• What is needed: Give back all of the records, exactly and completely.
===== Exercise data
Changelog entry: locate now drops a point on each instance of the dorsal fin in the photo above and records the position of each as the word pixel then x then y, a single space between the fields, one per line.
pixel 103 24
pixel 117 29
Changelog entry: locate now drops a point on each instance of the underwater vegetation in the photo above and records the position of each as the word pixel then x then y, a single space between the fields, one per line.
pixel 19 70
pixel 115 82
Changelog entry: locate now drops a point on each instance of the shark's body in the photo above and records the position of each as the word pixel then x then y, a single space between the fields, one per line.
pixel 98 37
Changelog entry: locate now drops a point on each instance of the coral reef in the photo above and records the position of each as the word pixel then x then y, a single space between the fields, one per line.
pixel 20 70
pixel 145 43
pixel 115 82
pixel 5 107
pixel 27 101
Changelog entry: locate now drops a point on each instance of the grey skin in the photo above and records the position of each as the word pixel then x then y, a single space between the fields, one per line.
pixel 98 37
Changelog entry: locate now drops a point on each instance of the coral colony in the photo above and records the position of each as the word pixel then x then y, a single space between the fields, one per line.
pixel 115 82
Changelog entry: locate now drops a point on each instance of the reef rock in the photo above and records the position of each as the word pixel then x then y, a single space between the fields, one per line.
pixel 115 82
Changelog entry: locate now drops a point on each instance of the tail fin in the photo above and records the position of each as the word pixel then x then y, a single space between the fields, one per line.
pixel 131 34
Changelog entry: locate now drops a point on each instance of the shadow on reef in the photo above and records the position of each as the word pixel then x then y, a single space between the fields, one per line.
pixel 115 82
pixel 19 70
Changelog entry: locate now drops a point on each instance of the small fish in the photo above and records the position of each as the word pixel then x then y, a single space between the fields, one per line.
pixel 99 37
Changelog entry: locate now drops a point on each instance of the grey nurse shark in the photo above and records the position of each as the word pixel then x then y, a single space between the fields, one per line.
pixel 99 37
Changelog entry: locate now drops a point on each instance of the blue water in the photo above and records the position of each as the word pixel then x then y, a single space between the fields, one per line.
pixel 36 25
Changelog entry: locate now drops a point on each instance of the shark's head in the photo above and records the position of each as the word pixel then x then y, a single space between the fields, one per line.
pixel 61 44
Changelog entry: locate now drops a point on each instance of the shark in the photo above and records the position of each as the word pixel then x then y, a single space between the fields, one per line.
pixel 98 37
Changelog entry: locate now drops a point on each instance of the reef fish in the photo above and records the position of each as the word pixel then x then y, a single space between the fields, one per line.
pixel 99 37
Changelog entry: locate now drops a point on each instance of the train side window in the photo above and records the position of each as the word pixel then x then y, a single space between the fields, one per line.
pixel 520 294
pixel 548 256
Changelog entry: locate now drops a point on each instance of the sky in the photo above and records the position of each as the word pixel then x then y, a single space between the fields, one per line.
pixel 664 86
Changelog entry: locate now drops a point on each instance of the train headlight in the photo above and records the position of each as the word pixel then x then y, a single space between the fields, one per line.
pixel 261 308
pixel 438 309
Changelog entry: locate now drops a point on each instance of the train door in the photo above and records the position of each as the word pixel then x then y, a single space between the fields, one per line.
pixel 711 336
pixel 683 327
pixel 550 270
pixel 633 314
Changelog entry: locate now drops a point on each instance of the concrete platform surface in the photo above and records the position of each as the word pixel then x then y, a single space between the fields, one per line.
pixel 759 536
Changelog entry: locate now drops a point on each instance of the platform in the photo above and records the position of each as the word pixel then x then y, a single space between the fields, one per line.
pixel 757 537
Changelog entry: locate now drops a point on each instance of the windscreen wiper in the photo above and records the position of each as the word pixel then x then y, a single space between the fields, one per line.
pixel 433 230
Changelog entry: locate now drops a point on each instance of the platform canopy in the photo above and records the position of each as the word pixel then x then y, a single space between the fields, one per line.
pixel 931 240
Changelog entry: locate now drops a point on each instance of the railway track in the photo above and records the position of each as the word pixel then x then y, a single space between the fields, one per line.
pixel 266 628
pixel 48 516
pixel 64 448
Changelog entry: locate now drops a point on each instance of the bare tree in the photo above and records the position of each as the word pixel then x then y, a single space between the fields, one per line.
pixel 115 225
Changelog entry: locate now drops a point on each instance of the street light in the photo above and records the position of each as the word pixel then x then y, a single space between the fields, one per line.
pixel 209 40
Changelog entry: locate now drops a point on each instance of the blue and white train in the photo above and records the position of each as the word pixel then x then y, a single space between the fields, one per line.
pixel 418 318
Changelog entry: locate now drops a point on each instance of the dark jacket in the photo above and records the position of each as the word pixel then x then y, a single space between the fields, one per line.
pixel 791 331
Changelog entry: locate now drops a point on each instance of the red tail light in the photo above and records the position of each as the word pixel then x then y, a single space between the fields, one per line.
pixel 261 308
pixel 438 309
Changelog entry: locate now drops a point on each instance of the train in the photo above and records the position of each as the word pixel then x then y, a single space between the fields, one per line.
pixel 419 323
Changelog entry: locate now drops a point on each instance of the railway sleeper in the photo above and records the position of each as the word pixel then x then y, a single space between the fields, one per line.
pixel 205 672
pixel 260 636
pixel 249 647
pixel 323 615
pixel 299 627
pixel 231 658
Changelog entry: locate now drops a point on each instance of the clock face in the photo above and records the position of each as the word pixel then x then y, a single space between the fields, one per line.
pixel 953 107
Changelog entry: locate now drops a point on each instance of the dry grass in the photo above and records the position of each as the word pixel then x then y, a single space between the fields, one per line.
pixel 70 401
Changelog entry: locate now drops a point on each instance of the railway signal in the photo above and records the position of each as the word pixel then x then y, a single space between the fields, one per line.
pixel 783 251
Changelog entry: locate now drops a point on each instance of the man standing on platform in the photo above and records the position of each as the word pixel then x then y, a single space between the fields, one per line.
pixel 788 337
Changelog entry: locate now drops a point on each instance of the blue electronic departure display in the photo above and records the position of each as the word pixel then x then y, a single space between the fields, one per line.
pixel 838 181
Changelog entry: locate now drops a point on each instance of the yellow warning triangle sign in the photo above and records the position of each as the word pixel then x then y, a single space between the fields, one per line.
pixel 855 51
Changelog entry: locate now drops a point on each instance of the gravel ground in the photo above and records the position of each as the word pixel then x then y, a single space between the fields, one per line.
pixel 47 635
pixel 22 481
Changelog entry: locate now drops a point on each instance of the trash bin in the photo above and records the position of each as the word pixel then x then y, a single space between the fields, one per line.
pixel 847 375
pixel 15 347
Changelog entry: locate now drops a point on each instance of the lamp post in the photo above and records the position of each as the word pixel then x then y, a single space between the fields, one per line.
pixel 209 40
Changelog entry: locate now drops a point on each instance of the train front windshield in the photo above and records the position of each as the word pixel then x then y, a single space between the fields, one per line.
==========
• Answer to this problem:
Changelog entry: locate now drops a point on each instance of the dorsal fin in the photo above and records the position of each as the word pixel then x then y, a single space between the fields, one per line.
pixel 103 24
pixel 117 29
Changelog entry: locate now drops a point on each instance of the underwater vegetation in the photo above and records the position of each as the word pixel then x then y, a single space between the fields, one per line.
pixel 19 70
pixel 115 82
Changelog entry: locate now drops a point on each instance of the shark's body in the photo above and records the position of each as the word pixel then x then y, a single space between the fields, one per line.
pixel 98 37
Changelog entry: locate now drops a point on each instance of the coral reef in the photo above and records the position of each as the word pixel then x then y, a single space between the fields, one per line.
pixel 20 70
pixel 145 43
pixel 115 82
pixel 5 107
pixel 27 101
Changelog entry: locate now drops a point on each instance of the grey skin in the photo above and records the position of each as the word pixel then x then y, a single space between the fields, one per line.
pixel 98 37
Changelog entry: locate now drops a point on each instance of the coral colony in the photo above and records the position of each as the word pixel then x then y, a single space between the fields, one per line.
pixel 115 82
Changelog entry: locate now drops a point on each instance of the reef rock in the photo above and records the position of each as the word pixel then x then y, a single space between the fields, one per line.
pixel 115 82
Changelog entry: locate now drops a point on each instance of the tail fin in the photo above and records the position of each as the word pixel then x then y, a single space between the fields, one per line.
pixel 131 34
Changelog entry: locate now drops a point on each instance of the shadow on reef in the photo above and records the position of each as the word pixel then x then y, a single space between the fields, one per line.
pixel 115 82
pixel 19 70
Changelog entry: locate now drops a point on each instance of the small fish in the photo above and records the position of each as the word pixel then x then y, a single space between the fields, one per line.
pixel 99 37
Changelog entry: locate now drops a point on each instance of the grey nurse shark in the photo above and records the position of each as the word pixel then x then y, a single space between the fields, one per line.
pixel 99 37
Changelog entry: locate now drops a point on each instance of the blue water in the photo above and records the position of each as the word pixel then x then y, a single space between the fields, one per line.
pixel 36 25
Changelog entry: locate now drops a point on each instance of the shark's head in the photo above and records the position of each as the word pixel then x then y, a single space between the fields, one per line.
pixel 61 44
Changelog entry: locate now drops a point on each instance of the shark in the photo above and records the position of each as the word pixel then x then y, a single space between the fields, one per line.
pixel 98 37
Changelog entry: locate now drops a point on each instance of the reef fish in the photo above and records the position of each as the word pixel then x then y, a single space between the fields, one per line.
pixel 99 37
Changelog entry: locate now drops a point on each instance of the train side window in the photo above and records the position of each as the word pixel then x then y, a single space between the fields, one per line.
pixel 520 294
pixel 548 256
Changelog entry: locate now drops a point on each instance of the sky in the photo above and records the position of each as the word pixel then x then y, a single space between the fields, one per line.
pixel 664 86
Changelog entry: locate now drops a point on each instance of the train headlight in the photo above and records the position of each as the word pixel then x then y, a single space between the fields, one per line.
pixel 261 308
pixel 438 309
Changelog entry: locate now drops a point on each instance of the train door in the photo above and records the position of each as the word pixel then x then y, a single space between the fields, one per line.
pixel 711 336
pixel 683 327
pixel 550 270
pixel 633 314
Changelog entry: locate now drops a point on each instance of the concrete platform surface in the photo above and records the position of each as the word pixel then x then y, a single space between the fields, one per line.
pixel 759 536
Changelog entry: locate now drops a point on each instance of the platform in the photo above and records the position of each as the word pixel then x then y, a single space between the fields, one per line.
pixel 757 537
Changelog entry: locate now drops a point on each instance of the windscreen wiper in the photo above and records the position of each as the word pixel then x then y, a single space between the fields, one per line.
pixel 433 230
Changelog entry: locate now drops a point on each instance of the platform canopy in the photo above and records the position of each as the word pixel then x then y, a single space between the fields, one per line.
pixel 931 240
Changelog entry: locate now drops a point on each instance of the railway track in the photo above and records the position of each as the word pixel then x then y, a single space between the fields, one per line.
pixel 266 628
pixel 48 516
pixel 64 448
Changelog entry: locate now drops a point on each instance of the bare tree in the photo above and records the position of each as the word pixel then x then y, a single space between the fields, one per line.
pixel 115 225
Changelog entry: locate now drops a point on each instance of the street light in the photo above and records the position of each as the word pixel then x then y, a single space between the fields, one per line.
pixel 209 40
Changelog entry: locate now drops a point on each instance of the blue and white train in the photo above and records the position of each as the word pixel then x then y, a single space between the fields, one per line.
pixel 418 318
Changelog entry: locate now drops a point on each instance of the dark jacket in the photo above and records the position of each as the word pixel then x then y, a single space between the fields, one per line.
pixel 791 331
Changelog entry: locate now drops a point on each instance of the red tail light in the photo above and records the position of each as the word pixel then x then y, a single space between the fields, one per line.
pixel 261 308
pixel 438 309
Changelog entry: locate now drops a point on each instance of the train in the photo above and records the position of each as the word pixel then x then y, a single space between the fields, one per line.
pixel 419 323
Changelog entry: locate now drops a point on each instance of the railway sleeper in the photo above and records the position of each as the word pixel then x then y, a single space between the fields, one per line.
pixel 205 672
pixel 260 636
pixel 249 647
pixel 323 615
pixel 299 627
pixel 231 658
Changelog entry: locate now drops a point on each instance of the clock face in the photo above and records the position of each as the word pixel then x then y, a single space between the fields, one per line.
pixel 953 107
Changelog entry: locate now drops a point on each instance of the dry grass in the photo above and records the position of each as the word pixel then x then y, a single space between the fields, one per line.
pixel 70 401
Changelog entry: locate now drops a point on each instance of the railway signal in the photo above and records the position of each as the word pixel then x then y, a single space between the fields, one per line.
pixel 783 251
Changelog entry: locate now drops a point on each instance of the man standing on platform in the photo above and records the position of each as the word pixel then x then y, a single space between the fields, one per line.
pixel 788 337
Changelog entry: locate now drops a point on each instance of the blue electronic departure display in the photo above and records the position of each as the word pixel then x then y, a single space between the fields, one per line.
pixel 838 181
Changelog entry: locate now drops a point on each instance of the yellow warning triangle sign in the photo above and records the position of each as the word pixel then x then y, a single space between the fields, one per line.
pixel 855 51
Changelog entry: locate now drops a point on each instance of the gravel ground in the photo above and records the position of each as the word pixel then x then y, a single space between the fields, one per line.
pixel 47 635
pixel 22 481
Changelog entry: locate now drops a point on each instance of the trash bin in the photo above and records the position of each as the word pixel then x then y, a single space between the fields, one per line.
pixel 847 375
pixel 15 347
Changelog entry: locate now drops a point on each instance of the lamp post in the photo above and records the position of each as the word pixel then x then y, a single space between the fields, one per line.
pixel 209 40
Changelog entry: locate now drops a point on each instance of the train front windshield in the photo above and records the position of each as the word pixel then x then y, a single space between the fields, one per line.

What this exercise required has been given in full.